An interesting point Simon.

In as much as "Melody" has traditionally been considered an essential ingredient in what defines music, 
taken one step further it means that "Best Score" is no longer about "Music".

I think this is in fact where we are.

k


----------



## givemenoughrope (Mar 4, 2014)

I can't whistle Ligeti -Atmospheres or Scelsi st qt #4. Music doesn't always have a show tune dancing on top of it. True, it makes it easier or at least more obvious in terms of development. 

Anyone have any clue how they achieved those noise-y riser things in the first few cues? Pink noise through a LPF?


----------



## KEnK (Mar 4, 2014)

Huge difference between the atonal works you mentioned and a bunch of synth pads.
And melody doesn't mean "show tune" :roll: 

Ives, Schoenberg, Bartok, Stravinsky etc. all used melody.


----------



## givemenoughrope (Mar 4, 2014)

Hyperbole, Ken.
I think it's obvious that these 'synth pads' (you make them sound like presets who should get a credit on the cue sheet) are the modern film/electronic music equivalent. Do they use the theoretical rules of Palestrina? No, but they evoke the same 'space'. I still think all of this points back to Kubrick's films creatively. Ligeti was once again used in a trailer (the new Godzilla which looks great) to good effect. I just think everyone is bemoaning the death of the film score when really I think that there are still a bunch of avenues just opening up.


----------



## jaredcowing (Mar 4, 2014)

To me this score was really about timbre and sound design, and it married the film very well. Personally I found the climactic music was too repetitive, far from original from a harmonic standpoint. To me a little more creativity with harmony and harmonic rhythm (I don't mean Schoenberg, I just mean some variation from IV-vi-I-V block chords) would have made the music even more effective, but it still worked. I find it exciting that it really grabbed listeners and tried some very, very cool things sonically- I think more people now realize how powerful music can be in film as a result.
At the same time, I hope this wasn't sending another signal that the over-and-over block-cord approach to harmony was always going to trump other styles in the "powerful/epic" department- variety is still good!! If the next Oscar goes to a score that sounds like Gravity, and the next and the next, I'll be worried, but as it stands I think it was refreshing and was glad to see it win. Really would have been nice to see Thomas Newman finally get a nod though it certainly wasn't his strongest score.


----------



## AC986 (Mar 4, 2014)

You have all approached this subject from entirely the wrong angle.


----------



## Guy Rowland (Mar 4, 2014)

Simon Ravn @ Tue Mar 04 said:


> I can't, because the score wasn't about melody, it was about soundscape and motion. But I certainly can recall its sound in my head.

══════

Short task A. In the forum thread, what reason does jaredcowing give for thinking more people now realize how powerful music can be in film? Answer in one to three sentences.
Short task B.
Answer these questions from the forum thread:
(i) Which trailer does givemenoughrope say recently used Ligeti?
(ii) Which composers does KEnK name as having used melody?
(iii) Which composer would jaredcowing have liked to see finally get a nod?
Short task C. Can you rewrite the paragraph of the forum thread beginning "To me this score was really about timbre" more briefly, keeping its main facts?
The items play no part in what is asked here.

══════

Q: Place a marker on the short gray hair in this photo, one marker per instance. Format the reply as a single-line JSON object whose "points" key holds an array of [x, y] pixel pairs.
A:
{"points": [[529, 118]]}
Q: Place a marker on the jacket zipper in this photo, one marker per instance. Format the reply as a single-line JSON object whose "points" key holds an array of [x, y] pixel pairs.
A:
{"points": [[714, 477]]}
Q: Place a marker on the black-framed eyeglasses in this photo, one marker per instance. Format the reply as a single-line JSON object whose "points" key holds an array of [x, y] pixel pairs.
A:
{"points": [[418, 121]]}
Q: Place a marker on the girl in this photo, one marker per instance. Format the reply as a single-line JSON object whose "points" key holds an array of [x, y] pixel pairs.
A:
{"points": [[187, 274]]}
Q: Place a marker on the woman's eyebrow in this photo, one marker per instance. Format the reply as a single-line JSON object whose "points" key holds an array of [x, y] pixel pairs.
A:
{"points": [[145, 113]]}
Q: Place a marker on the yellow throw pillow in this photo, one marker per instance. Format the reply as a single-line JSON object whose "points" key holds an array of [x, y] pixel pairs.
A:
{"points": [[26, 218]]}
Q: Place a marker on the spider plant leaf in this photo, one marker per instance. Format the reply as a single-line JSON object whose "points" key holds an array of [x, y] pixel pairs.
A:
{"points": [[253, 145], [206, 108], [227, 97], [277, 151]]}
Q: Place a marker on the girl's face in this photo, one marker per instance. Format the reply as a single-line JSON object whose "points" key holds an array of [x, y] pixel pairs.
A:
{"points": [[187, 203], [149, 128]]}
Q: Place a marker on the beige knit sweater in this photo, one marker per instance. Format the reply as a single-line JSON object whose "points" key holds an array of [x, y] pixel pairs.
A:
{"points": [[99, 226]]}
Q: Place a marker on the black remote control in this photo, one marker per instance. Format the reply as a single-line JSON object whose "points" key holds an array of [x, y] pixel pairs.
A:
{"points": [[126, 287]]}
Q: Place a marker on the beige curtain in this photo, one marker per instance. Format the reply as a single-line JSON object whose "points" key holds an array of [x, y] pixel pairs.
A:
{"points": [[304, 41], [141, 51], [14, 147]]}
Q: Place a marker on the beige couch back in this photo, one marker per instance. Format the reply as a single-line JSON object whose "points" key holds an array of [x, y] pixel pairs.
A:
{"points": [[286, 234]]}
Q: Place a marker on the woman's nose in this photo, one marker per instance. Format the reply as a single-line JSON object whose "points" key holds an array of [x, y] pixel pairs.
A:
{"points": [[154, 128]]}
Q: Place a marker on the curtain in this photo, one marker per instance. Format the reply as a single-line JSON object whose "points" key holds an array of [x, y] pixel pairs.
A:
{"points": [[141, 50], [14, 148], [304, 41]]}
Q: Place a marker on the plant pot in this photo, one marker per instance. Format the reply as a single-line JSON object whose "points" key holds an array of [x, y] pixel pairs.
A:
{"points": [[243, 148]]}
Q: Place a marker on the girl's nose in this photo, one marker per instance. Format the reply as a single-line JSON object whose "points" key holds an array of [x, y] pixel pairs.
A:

══════

Final result A. jaredcowing says the score really grabbed listeners and tried some very cool things sonically. More people now realize music's power in film as a result of that.

Final result B.
(i) The trailer for the new Godzilla.
(ii) Ives, Schoenberg, Bartok and Stravinsky.
(iii) Thomas Newman.

Final result C. The score was about timbre and sound design and suited the film well. The climactic music was too repetitive and harmonically unoriginal. More varied harmony and harmonic rhythm than IV-vi-I-V block chords would have made it more effective, though it still worked. It grabbed listeners and tried very cool things sonically, so more people now realize how powerful music can be in film.